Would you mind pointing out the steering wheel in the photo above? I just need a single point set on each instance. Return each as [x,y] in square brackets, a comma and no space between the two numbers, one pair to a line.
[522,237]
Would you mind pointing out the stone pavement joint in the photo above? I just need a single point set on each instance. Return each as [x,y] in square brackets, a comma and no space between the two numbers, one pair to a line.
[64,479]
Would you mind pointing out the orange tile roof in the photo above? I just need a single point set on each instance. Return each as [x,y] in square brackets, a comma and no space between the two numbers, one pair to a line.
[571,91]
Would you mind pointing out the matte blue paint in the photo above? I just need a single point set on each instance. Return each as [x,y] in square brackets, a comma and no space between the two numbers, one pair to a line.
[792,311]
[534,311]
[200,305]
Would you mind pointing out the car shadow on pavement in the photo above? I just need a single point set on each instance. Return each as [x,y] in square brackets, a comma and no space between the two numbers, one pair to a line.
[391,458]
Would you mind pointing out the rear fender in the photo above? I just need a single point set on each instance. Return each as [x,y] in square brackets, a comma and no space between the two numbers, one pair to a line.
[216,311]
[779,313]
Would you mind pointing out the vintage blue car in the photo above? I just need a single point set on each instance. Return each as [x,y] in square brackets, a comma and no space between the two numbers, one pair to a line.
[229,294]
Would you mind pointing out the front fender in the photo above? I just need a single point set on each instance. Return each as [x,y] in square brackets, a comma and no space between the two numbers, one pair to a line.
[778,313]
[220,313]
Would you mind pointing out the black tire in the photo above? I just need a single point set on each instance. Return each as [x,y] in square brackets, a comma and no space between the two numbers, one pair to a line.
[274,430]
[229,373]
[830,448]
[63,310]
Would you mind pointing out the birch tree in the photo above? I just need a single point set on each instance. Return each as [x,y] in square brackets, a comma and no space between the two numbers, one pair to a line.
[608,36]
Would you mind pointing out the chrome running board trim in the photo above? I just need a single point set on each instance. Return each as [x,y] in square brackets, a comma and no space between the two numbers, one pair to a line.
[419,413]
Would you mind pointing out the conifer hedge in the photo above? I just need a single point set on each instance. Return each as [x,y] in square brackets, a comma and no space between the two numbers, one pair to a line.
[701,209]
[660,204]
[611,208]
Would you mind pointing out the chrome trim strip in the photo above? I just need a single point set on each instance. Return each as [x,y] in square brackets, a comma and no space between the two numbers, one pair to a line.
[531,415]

- [What the task requires]
Please lay out all of the items above as a numbered list, leaving out any blank lines.

- [Solution for this task]
1. Would you mind pointing out the steering wheel in the photo above? I just need a single point set on each instance. Return each as [x,y] in square brackets, a comma and no space between the two numbers, one pair to a line.
2. [522,237]
3. Would you mind pointing out the stone pavement joint in the photo above? I just need a single point set on each instance. Return each as [x,y] in square brackets, a comma and no space between the two numbers, one pair to a line.
4. [64,479]
5. Would you mind pointing out the orange tile roof in the photo above? I just need a single point set on each instance. Return each as [x,y] in square brackets, a comma and no space between the two numbers, one pair to a line.
6. [571,91]
7. Would you mind pointing out the matte blue paint in the photo above? I just need a single point set on each instance. Return each as [x,y] in square brackets, a comma and no space between the two numbers, one pair to a line.
8. [792,311]
9. [534,311]
10. [200,305]
11. Would you mind pointing out the car shadow on pavement in the photo above? I just need a single point set on each instance. Return each as [x,y] in square brackets, a comma and no space between the two numbers, one pair to a line.
12. [391,458]
13. Would you mind pointing out the rear fender in the photo above? I just need a single point set on each instance. Return each as [x,y] in square brackets, a comma and no space between the two numbers, one pair to a line.
14. [216,311]
15. [779,313]
16. Would you mind pointing out the vintage blue car in the photo above? I just need a single point set on each instance. Return each as [x,y] in square brackets, a comma and no space between the two numbers, one pair to a line.
17. [229,294]
18. Would you mind pointing out the front fender in the photo above? I just need a single point set on each instance. Return each as [x,y] in square brackets, a comma and no space between the two numbers, one pair to a line.
19. [778,313]
20. [220,313]
21. Would you mind pointing out the black tire in the photo above? I just need a single point set on each instance. Return each as [x,y] in square brackets, a comma and no space between the two numbers, one pair to a line.
22. [274,430]
23. [229,373]
24. [830,448]
25. [63,310]
26. Would you mind pointing out the birch tree in the photo above? I just need a single point set on each instance. Return each as [x,y] in square brackets, a comma and no space between the two numbers, one pair to a line.
27. [608,36]
28. Would you mind pointing out the chrome running board trim in the photo above? I just need a single point set on each instance. Return each as [x,y] in square brackets, a comma and no space between the two numbers, one pair to a line.
29. [419,413]
30. Would you mind pointing out the conifer hedge in the photo above? I just need a single point set on each instance. Return each as [x,y] in square brackets, a comma and no space between the two numbers, one pair to a line.
31. [701,209]
32. [660,204]
33. [611,208]
34. Would you mind pointing out the chrome trim strip in the photo above? I just need a single point set on each instance. Return each as [x,y] in square brackets, a comma and no space between the two numbers, one pair to a line.
35. [531,415]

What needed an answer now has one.